# Exercise task
Make a verbatim copy of the entries below; pictures stay out.
---
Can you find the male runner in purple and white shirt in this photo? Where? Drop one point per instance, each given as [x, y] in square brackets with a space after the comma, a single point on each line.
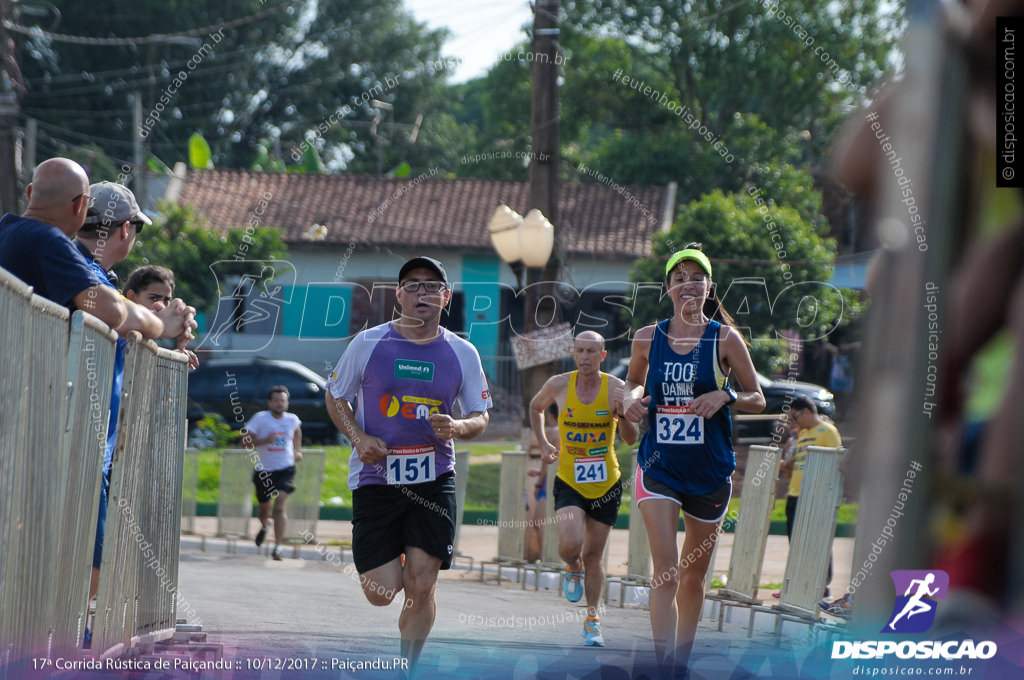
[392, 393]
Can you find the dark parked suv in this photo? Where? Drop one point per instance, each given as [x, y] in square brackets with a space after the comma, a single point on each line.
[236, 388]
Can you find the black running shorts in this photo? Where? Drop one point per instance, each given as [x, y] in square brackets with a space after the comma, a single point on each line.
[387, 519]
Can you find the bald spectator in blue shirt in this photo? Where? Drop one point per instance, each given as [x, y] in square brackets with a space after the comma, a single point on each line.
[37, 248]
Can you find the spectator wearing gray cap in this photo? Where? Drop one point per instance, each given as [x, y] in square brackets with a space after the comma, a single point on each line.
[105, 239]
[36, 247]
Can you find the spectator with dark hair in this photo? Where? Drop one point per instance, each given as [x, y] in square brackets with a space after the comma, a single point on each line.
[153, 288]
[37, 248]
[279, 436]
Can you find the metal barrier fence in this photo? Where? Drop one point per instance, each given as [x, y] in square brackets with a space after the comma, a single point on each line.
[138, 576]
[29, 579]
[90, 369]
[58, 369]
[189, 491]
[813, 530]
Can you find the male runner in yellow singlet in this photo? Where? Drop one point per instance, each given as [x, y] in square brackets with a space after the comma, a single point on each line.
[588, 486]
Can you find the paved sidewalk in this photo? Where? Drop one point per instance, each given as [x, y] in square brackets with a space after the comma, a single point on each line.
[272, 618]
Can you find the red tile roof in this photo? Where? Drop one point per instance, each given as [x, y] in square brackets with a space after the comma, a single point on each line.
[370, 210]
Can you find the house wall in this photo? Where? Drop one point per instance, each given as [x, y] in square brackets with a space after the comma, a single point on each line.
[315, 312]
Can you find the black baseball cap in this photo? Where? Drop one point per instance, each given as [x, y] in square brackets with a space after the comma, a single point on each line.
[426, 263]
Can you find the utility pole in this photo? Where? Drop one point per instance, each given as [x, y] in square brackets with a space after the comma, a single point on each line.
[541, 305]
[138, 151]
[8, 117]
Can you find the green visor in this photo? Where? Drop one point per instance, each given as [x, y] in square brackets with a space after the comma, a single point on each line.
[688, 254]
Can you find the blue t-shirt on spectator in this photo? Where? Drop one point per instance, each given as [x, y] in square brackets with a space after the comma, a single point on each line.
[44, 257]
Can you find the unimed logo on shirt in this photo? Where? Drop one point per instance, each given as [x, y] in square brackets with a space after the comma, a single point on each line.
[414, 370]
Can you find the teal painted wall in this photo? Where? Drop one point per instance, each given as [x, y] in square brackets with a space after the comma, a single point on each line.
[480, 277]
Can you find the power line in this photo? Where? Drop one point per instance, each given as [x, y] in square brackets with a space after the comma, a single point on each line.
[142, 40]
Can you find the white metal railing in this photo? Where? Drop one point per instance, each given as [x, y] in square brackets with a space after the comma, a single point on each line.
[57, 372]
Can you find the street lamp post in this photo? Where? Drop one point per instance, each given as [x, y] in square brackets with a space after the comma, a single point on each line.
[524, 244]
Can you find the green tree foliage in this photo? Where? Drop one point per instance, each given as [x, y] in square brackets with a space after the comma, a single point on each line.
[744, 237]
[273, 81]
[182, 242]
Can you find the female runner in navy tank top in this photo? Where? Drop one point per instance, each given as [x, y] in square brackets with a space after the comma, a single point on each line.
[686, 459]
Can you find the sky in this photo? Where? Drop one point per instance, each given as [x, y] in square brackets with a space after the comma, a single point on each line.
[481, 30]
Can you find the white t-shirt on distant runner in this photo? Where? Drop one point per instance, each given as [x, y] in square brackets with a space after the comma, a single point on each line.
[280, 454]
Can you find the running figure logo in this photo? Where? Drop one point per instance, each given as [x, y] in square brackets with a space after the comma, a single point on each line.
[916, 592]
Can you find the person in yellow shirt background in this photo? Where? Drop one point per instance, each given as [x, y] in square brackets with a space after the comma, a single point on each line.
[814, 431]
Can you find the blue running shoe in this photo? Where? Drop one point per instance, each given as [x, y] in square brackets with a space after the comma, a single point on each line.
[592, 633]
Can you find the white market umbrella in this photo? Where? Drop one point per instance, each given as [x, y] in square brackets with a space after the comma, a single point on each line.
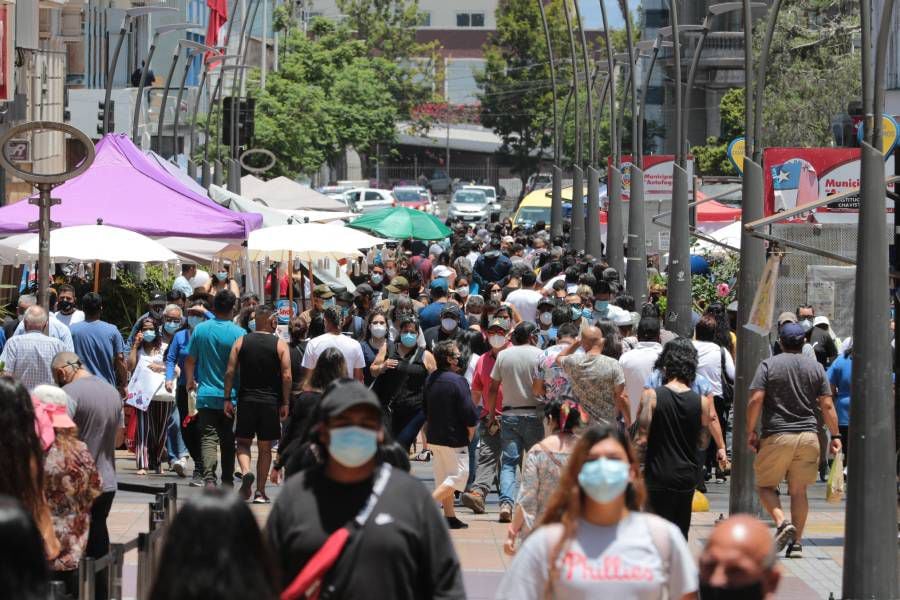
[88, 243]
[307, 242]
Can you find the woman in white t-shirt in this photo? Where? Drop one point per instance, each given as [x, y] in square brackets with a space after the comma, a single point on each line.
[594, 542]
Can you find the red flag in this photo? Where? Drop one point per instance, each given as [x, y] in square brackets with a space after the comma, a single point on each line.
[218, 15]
---
# Full response
Can you find the male runner in purple and white shirt in this photo? Where? Drop one point per instance, each given as [x, y] in square brackets with a space after the comma, a single point on each line.
[392, 393]
Can you find the dark parked suv in this photo? Where? Drop one point per instance, each given as [x, y] in square brackets with a space after the comma, a single point on each line.
[236, 388]
Can you find the black running shorts in this photo? Where? Drop one point per instance, each given as [x, y] in square brackets with a space after the comma, a single point on each line.
[387, 519]
Can you find the bald spectator in blue shirt in this photo? Where? Drop one point per instance, each given as [x, y] in square brackets with a space after the comma, a single point on each line.
[37, 248]
Can you find the spectator wearing gray cap in this photo? Where? Drop one point per instance, each given as [x, y] in square brackets with a space after the comma, a single point on each line.
[105, 239]
[36, 247]
Can you find the spectator with dark hair in this photo? Where? Drop one point per instance, each given as [x, y] in square brackets with a space after the comma, a single point on each line.
[153, 288]
[37, 248]
[279, 436]
Can you find the metal barrier fence in this photo? Where? Drop one point per instance, each given as [x, y] in square brackets with a space after the comma, a single point on each line.
[138, 576]
[29, 579]
[90, 369]
[58, 369]
[189, 491]
[813, 530]
Can you find the male runner in yellow singlet in this photo? Where? Drop one point per instance, each given as [x, y] in square brackets with a space after the comma, a single point on each line.
[588, 486]
Can you find the paved sidewalk in this photo? Where? Drop one point per instance, each given as [x, y] in square brackets with a space after the comma, a single point on each line.
[272, 618]
Can you find the red tile roof in this photo? Where? Drop one point per instance, each given as [x, y] in square brackets with a space after the comma, a single point on each line.
[370, 210]
Can you find the house wall in this photo? Where? Drop one point per instance, each given as [x, y] in square brackets with a space after the comma, a single point on each line.
[315, 312]
Can you find the black baseball cap in this photo? Where? Drop one point per instance, each given as [x, y] in square brackets with a space after the comma, a single point on each line.
[426, 263]
Can you find the utility pole in this photo? Where? Drop one point per instance, each given as [x, y] in square brackets with a space after the comma, a single point on each line.
[541, 305]
[138, 151]
[8, 117]
Can you find the green visor in this photo? Where? Drop one point per instance, each given as [x, y] in square brackets with a space after the comma, a single point on each line.
[688, 254]
Can you find the blue t-shirt on spectator in this photo? Where? Drop one point per instance, each given as [x, y] in square brackets with a space after the comma, a single point on each line.
[44, 257]
Can you find the unimed logo on shirt in this photo? Where? Drop one point per instance, each given as [x, y] in square brackets with a space after the comma, a single point on each line.
[414, 370]
Can you find the teal painted wall in this photo? Where? Drop one point per instance, each given as [x, y] in square brackets with a space after the comma, a single point on each line.
[480, 277]
Can you find the power line in this photo? Where? Drop one point per instance, each given as [x, y] in square brackets with a space after the comma, a single point on each line.
[142, 40]
Can you find the white metal railing in this photo? Where? Drop one point per instance, each given as [x, y] in square brackets with a space after the comma, a single point on each line.
[57, 372]
Can you find the street lamp post in this photo? Where? Drop one point per instance, each given as [x, y] in square brackets with a space after the comma, a single point on each line.
[524, 244]
Can you find the green tree foliage in this photo? Where? Drop one point per instance, each given as [x, y] in square brackets with a space after the comma, a single point on each line.
[744, 237]
[273, 81]
[182, 242]
Can you find the female runner in navy tank top in this photo? Where? Drop one point per instance, each given as [x, y] in square brackets with a space after the comma, a single point on each line.
[686, 459]
Can you find the sky in this photo? Where? Drop one point per instance, each given as [x, y] in square brackets with a space after the comma, a single point on each line.
[481, 30]
Can you find the white t-shirt on distant runner in this photo? Where? Drop one point per instance, each given as [x, y] in square brackets with a space after the comma, a single point on each line.
[280, 454]
Can you find the running figure logo in this photo? Where? Drop one point per instance, each given as [x, y] in square brackets with a space after the comma, a single point on each line.
[916, 592]
Can you find the person in yellow shirt background in this photo? Where? Drop one point per instance, each given as [x, y] in square brackets with a space after the comma, a single point on each line.
[814, 431]
Can you find the blue running shoe in this photo? Where? Drop one point per instance, each given as [x, y] in square brackets with a space after the comma, a single point on each line.
[592, 633]
Can you find the white market umbrella in this photo? Where? Drop one point per instance, each given as [x, y] in square brackets with a space after the comma, a single point on each line.
[88, 243]
[307, 242]
Can you find the woman in white t-shirt in this photo? Where? Drop one point per instance, each given as [x, y] in square brackets with a space after the comma, a single point on each line.
[594, 542]
Can you find the red flag in this photo? Where? Drop one point per instance, each given as [x, y] in square brackets with a space after the comma, a single point on each line.
[218, 15]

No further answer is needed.